## Work instructions
Report, as a single figure, how many lines in the records below include "goat".

[Data for this exercise]

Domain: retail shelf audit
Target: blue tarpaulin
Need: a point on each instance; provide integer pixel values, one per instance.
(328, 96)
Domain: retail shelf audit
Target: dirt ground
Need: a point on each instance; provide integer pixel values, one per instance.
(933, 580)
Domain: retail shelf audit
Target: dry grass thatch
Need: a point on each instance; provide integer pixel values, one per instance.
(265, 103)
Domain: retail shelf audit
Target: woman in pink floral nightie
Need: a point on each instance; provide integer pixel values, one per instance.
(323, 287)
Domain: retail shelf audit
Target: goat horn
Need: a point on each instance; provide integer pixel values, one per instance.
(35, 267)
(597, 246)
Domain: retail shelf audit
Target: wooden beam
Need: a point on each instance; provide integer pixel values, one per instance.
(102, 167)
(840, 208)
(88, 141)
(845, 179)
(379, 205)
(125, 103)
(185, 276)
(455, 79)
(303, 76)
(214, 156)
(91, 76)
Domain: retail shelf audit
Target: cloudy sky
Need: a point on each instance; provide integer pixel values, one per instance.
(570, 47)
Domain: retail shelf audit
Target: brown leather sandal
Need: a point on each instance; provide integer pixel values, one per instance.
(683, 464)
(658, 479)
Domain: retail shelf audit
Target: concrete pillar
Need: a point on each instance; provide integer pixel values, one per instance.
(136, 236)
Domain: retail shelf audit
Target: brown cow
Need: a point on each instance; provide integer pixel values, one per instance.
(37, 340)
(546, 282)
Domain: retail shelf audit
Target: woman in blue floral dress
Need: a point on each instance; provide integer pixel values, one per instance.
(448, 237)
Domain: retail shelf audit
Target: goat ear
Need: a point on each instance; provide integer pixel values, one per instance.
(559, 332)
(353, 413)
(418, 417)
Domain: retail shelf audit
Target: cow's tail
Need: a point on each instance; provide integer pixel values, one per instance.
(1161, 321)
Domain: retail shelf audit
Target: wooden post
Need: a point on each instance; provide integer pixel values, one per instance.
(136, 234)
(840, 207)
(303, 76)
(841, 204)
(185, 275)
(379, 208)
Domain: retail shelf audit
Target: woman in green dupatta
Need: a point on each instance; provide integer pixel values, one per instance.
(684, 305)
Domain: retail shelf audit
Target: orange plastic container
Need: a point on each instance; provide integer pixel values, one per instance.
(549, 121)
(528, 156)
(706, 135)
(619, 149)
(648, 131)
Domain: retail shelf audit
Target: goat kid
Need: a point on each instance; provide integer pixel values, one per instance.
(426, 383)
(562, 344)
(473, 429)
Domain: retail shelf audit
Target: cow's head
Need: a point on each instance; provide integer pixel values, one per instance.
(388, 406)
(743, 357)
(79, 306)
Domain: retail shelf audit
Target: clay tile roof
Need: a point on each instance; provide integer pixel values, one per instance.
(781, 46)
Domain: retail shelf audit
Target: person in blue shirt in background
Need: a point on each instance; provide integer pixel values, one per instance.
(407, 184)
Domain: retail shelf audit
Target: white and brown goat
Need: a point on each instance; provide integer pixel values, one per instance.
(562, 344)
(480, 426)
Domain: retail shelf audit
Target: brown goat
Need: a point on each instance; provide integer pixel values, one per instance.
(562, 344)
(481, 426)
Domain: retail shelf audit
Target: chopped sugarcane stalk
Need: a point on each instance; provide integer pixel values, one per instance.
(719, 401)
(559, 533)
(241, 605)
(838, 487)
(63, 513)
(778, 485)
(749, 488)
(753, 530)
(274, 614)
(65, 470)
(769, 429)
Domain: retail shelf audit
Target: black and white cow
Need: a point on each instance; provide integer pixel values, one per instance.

[/Data for this exercise]

## Reply
5